● **WHAT IS ASKED**
Locate every line below that contains the word "hillside" and copy each one out in full.
***** SOURCE MATERIAL
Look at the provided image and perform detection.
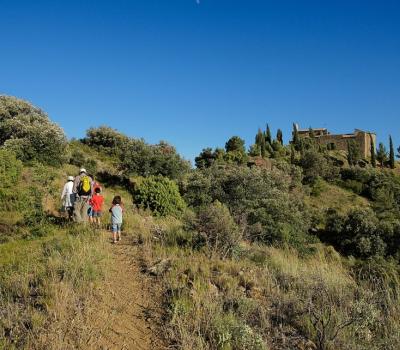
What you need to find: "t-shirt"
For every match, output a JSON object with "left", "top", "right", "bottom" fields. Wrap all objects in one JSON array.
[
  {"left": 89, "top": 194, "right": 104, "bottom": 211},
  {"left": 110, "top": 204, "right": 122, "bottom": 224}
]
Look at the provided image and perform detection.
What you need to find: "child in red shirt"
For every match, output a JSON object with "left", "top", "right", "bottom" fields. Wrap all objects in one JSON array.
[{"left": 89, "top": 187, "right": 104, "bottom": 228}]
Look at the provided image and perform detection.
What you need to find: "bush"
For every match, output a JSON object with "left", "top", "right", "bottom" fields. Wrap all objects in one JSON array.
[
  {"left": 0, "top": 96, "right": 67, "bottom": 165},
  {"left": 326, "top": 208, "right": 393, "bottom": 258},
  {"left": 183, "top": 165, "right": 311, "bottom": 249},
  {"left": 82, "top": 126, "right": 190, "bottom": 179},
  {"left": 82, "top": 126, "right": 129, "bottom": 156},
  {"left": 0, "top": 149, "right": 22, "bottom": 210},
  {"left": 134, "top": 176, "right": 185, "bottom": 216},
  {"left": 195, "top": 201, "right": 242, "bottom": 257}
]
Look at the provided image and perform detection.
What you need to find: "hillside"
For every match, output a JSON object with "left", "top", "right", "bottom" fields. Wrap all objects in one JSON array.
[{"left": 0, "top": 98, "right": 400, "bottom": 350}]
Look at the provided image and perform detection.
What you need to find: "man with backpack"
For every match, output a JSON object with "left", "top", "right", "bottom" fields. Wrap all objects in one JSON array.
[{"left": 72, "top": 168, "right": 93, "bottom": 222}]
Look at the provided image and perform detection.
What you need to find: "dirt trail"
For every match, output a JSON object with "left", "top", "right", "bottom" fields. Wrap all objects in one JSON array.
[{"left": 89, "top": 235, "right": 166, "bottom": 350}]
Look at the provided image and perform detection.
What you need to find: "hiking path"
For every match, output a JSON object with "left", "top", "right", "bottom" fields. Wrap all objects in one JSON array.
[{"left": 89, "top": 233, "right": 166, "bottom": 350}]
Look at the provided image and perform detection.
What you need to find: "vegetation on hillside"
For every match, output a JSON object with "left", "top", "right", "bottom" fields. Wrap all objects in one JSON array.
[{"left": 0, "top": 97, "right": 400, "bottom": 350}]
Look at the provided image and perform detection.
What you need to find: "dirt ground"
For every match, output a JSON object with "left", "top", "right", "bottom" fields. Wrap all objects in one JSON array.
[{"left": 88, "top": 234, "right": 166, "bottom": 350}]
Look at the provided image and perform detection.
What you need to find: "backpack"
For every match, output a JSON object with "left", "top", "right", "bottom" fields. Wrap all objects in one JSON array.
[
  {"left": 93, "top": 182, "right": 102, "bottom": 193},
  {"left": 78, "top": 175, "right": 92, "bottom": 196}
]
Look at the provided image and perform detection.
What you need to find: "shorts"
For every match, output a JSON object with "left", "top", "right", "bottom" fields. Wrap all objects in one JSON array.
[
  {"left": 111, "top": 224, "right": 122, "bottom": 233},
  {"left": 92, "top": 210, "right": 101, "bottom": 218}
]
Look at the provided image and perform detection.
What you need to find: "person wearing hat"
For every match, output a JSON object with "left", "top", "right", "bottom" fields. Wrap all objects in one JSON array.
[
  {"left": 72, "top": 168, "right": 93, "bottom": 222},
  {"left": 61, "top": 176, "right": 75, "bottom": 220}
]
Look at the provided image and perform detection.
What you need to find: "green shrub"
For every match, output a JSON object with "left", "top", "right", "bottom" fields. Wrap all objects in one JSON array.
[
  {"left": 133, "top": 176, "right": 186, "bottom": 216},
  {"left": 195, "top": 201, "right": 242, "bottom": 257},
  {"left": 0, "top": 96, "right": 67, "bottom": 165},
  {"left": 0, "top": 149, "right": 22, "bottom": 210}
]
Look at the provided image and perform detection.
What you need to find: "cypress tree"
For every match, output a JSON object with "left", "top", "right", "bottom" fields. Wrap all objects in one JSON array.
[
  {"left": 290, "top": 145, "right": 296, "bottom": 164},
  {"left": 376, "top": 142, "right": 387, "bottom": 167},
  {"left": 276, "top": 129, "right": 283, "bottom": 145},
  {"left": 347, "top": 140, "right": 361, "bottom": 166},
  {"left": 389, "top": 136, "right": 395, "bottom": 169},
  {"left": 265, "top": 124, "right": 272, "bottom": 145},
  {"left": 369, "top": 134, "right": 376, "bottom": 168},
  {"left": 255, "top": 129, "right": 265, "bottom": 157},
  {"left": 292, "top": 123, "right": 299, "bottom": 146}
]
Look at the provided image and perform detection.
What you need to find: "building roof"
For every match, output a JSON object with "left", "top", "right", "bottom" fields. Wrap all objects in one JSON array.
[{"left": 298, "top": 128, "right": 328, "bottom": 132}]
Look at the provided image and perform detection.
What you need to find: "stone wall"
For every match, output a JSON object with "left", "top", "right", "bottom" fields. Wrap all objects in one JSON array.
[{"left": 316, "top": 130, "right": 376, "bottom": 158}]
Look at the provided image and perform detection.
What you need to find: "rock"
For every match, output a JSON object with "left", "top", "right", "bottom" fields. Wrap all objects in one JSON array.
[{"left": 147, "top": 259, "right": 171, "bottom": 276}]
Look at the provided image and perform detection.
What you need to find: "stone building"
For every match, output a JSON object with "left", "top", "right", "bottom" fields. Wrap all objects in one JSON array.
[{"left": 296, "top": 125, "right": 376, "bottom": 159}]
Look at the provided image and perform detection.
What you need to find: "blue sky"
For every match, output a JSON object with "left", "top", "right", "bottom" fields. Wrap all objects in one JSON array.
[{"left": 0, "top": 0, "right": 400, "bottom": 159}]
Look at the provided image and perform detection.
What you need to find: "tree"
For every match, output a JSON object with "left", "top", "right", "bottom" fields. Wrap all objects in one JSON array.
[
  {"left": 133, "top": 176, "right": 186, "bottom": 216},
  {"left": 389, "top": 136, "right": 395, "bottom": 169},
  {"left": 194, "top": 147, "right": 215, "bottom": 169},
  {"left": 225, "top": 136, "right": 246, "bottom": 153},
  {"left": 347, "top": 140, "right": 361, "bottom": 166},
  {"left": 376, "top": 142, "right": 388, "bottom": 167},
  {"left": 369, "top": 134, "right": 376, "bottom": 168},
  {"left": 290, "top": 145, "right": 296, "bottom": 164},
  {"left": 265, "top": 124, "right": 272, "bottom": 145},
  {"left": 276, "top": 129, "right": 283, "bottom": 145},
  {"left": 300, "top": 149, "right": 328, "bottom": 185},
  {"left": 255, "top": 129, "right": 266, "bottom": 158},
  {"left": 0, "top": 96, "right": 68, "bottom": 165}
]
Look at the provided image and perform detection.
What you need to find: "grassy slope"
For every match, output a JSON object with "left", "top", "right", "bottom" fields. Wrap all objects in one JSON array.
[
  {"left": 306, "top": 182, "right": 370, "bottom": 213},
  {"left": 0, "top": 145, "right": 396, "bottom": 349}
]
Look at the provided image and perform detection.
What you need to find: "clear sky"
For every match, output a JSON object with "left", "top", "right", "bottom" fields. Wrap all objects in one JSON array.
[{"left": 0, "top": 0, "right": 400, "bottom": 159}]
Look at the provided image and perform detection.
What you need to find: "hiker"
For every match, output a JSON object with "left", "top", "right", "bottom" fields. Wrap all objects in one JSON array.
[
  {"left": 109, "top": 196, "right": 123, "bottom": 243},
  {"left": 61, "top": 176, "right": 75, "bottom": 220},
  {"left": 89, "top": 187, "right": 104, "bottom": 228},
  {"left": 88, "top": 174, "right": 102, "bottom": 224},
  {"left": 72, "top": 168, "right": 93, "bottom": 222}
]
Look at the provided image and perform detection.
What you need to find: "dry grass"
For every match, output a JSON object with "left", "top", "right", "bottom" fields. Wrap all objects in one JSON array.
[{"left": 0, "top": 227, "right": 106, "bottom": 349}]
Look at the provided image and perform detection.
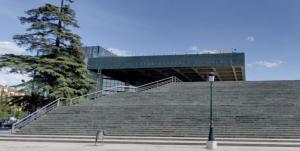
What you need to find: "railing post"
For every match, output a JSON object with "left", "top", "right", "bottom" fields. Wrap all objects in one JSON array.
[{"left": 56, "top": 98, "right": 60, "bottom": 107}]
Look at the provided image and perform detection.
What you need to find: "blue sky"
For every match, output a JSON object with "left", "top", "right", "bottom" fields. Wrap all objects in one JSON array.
**********
● **COMPLETED TASK**
What you need to find: "hillside"
What you need to find: "vegetation on hillside"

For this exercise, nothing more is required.